::: Extracted information
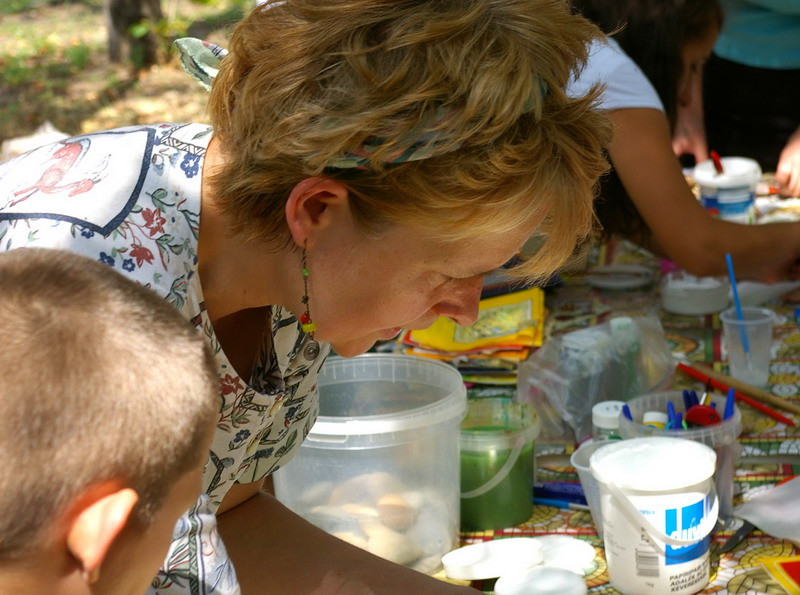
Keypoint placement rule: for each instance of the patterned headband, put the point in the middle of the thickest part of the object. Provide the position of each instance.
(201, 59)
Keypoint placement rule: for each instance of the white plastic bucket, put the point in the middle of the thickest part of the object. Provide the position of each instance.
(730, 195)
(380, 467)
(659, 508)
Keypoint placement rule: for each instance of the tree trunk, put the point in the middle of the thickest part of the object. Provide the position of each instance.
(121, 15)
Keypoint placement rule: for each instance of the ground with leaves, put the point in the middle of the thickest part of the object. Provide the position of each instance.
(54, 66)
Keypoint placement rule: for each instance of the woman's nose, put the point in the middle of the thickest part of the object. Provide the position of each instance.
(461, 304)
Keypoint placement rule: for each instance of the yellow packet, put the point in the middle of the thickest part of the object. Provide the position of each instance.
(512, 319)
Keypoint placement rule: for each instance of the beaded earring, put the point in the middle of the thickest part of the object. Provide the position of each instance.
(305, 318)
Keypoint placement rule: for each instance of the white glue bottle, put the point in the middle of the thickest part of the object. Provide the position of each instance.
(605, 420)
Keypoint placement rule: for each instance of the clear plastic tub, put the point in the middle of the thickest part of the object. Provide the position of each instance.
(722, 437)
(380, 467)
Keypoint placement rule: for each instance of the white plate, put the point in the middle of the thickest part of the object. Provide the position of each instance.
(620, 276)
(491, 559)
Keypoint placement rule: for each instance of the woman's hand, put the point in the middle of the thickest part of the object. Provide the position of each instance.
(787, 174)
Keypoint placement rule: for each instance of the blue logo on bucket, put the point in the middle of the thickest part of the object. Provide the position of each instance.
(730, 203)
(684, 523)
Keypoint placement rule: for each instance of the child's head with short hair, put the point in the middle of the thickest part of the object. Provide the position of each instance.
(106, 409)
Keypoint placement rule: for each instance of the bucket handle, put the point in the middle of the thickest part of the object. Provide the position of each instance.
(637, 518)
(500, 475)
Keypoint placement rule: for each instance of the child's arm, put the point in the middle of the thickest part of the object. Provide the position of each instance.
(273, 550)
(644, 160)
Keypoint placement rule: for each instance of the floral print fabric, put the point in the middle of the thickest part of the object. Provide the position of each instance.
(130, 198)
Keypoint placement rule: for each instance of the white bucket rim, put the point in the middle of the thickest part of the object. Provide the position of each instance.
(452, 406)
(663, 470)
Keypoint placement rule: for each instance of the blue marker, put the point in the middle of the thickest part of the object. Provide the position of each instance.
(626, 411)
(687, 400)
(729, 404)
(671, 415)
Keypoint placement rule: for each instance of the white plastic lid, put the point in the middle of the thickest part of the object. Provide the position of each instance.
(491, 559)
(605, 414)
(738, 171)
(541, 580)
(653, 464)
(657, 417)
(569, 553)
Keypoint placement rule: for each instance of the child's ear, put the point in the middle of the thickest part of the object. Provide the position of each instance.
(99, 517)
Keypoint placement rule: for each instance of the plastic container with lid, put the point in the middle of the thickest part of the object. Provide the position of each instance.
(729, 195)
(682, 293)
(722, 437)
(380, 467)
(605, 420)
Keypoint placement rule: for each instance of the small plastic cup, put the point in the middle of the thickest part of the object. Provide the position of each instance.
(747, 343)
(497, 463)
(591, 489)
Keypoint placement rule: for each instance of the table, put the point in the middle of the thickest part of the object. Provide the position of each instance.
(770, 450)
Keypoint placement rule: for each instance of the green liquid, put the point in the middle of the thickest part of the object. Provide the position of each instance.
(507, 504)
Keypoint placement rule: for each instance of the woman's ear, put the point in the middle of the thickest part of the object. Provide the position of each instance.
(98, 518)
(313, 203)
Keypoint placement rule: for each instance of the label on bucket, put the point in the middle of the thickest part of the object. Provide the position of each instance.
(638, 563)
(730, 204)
::::::
Output the data above without changes, apart from leaving out the pictures.

== Exercise output ==
Keypoint placement rule: for each instance of the patterned headband, put the point in the middle of the thickest part of the object. Provide the position of each instance.
(201, 59)
Keypoint placement rule: for each instance of the white plastic bucket, put the point in the middle of the thickest part of the object. Provide the position of each instance.
(730, 195)
(380, 467)
(659, 508)
Keypoint placement rule: for each instance of the tree trunk, put the point in the middle of the thickest part of the object. Provide the position of each instance.
(121, 15)
Keypoint placement rule: for each instance of the ground with leaves, put the point in the middle of the thickest part of the object. Provide the position of each instance.
(54, 66)
Keypoint placement rule: for each instance of the woman's nose, put the point in the middle of the thickest part of the object. Provide the position of each instance.
(461, 304)
Keypoint placement rule: for each instance of the yellow packet, put the point in the middle of the thickest part of the object. Provide the position of each instance.
(512, 319)
Keypoint placement rule: for each instance of the beaded earring, put the point in the middle of the thickest part of the object. Provide the position of each instance.
(305, 318)
Keypoint placement rule: for each instance of the white glue bottle, put the point in the middle of the thickest part of the object. Provide the position of each instance.
(605, 420)
Keypoint placement rule: for each instance of the clear plastic tub, put the point in the middle of the thickest part of the object. Provide the position of each instance.
(722, 437)
(380, 467)
Keypoint placement rule: for each instance of the white plate, put the point in the middle of the thickest part of the object. Provide the position of each instance.
(620, 276)
(491, 559)
Keypoint placement rule: for each instance of the woman's hand, put the point in the middle of the thickest part of the object. Provide the position of each instance.
(787, 174)
Keypoint placement rule: for each instance of the blue logo on bucket, put the point in the middle of the thickest part of the object. Provide the position of each instance.
(730, 203)
(684, 523)
Keypoint placement rule: for each instance of the child's head with short hair, put the point in the middle of the thickest part of the object. Provide the position of each instance.
(106, 409)
Keypoint placement rule: for each instance of the bucket handle, put the point in the middle of the thickest part of the object. Provide the position of each instance.
(637, 518)
(500, 475)
Keypoint placement rule: for each instance of the child's arm, put the point in the middle of the thickest part of the object. Provide the position of each instance.
(273, 550)
(644, 160)
Keypoint placement rule: for each instance of the floral print fabric, put the point in the middle of the thickest part of the object. Provide the position of each instance.
(130, 198)
Keypoint placement rule: for each instance of the white bucket rim, put the point in the middle of the thickest part of the object. Provide the position of each instance.
(452, 406)
(663, 470)
Keypoint placement rule: for each instance of the blue marker, put the point in the middle of the thickest part of the object. Provide the position of each instance.
(626, 411)
(687, 400)
(729, 404)
(671, 415)
Keypoint placement rule: for each instance of the white plastic lid, put the point in the middle of the thickest part of the object. Provide the position of each instance.
(491, 559)
(605, 414)
(738, 171)
(541, 580)
(653, 464)
(657, 417)
(569, 553)
Keypoint placement rule: for each instance of the child's ear, put the point in the middle of the thickest part of the object. Provide the position of each instance.
(99, 517)
Keypoint placement rule: for each instance of the plastic container with lid, put the point in the middle of the thickest part of the object. Provide the position of each instance.
(729, 195)
(682, 293)
(722, 437)
(380, 467)
(605, 420)
Keypoint placement rule: for each instance of the small plastic cup, put the point in the middle of the thickest part of the object. Provide the position of each instance.
(747, 343)
(497, 463)
(591, 489)
Keypoint placement rule: for each instance of the table, put the point in the middle of the thickest part of the object. Provide the position of each instance.
(770, 450)
Keypoint placement rule: for each instance of the green liquid, put the point in the middle of the thickest part of the object. Provide the position of each instance.
(507, 504)
Keypoint placement rule: for each instance of the woman's ear, put the point in the middle of the thickest part of the object. Provide the position of each instance.
(98, 518)
(313, 203)
Keypoint placement rule: for each instance of the label on bucket, put the point in the middle of the thickest part of the object. Provide the position of each instance.
(638, 563)
(730, 204)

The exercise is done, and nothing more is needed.